### Exercise instructions:
Copy everything in the whizzer motor thread from "## Jeff54 (Oct" down to "add on engines.", without changing a word.

### Source:
══════
# has anyone ever mounted a whizzer motor on a girls frame?



## oquinn (Sep 24, 2014)

I would like to know?


----------



## bricycle (Sep 24, 2014)

if it was wide enough you could. Whiz has minimum clearance specs listed. rear belt lenght would be custom tho...


----------



## Nickinator (Sep 24, 2014)

That's an interesting idea, but would the frame support it? I suspect (depending on the frame) that it may need reinforcing, have seen some girl's frame fold up with too much stress....

Darcie


----------



## JAF/CO (Sep 24, 2014)

you could carry the tank under your arm

other than that what is the reason to use a girls frame ?


----------



## schwinnderella (Oct 2, 2014)

I have no idea why anyone would do it other than to be different. I seem to remember seeing one about 25 years ago somewhere in the midwest.


----------



## jkent (Oct 3, 2014)

Why not put the tank on the rear rack?
JKent


----------



## Jeff54 (Oct 3, 2014)

schwinnderella said:


> I have no idea why anyone would do it other than to be different. I seem to remember seeing one about 25 years ago somewhere in the midwest.




Yeah, mens is the only smart motorized riders, certainly ladies and girls wouldn't want a motor on a bike? [grin]

And actually I nebber thought about that.. I'd say bike Co's missed the market there, but compensated with friction or tire mounted  add on engines. 

Could prob get a whizzer engine on one but might sit a little too high for comfort. Then again there's nothing like a head, (engine head)  heating a girl up.


----------
══════
### Dataset extract:
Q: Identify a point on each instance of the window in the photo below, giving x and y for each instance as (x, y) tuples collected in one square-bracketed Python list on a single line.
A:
══════
### The response:
## Jeff54 (Oct 3, 2014)

schwinnderella said:


> I have no idea why anyone would do it other than to be different. I seem to remember seeing one about 25 years ago somewhere in the midwest.




Yeah, mens is the only smart motorized riders, certainly ladies and girls wouldn't want a motor on a bike? [grin]

And actually I nebber thought about that.. I'd say bike Co's missed the market there, but compensated with friction or tire mounted  add on engines.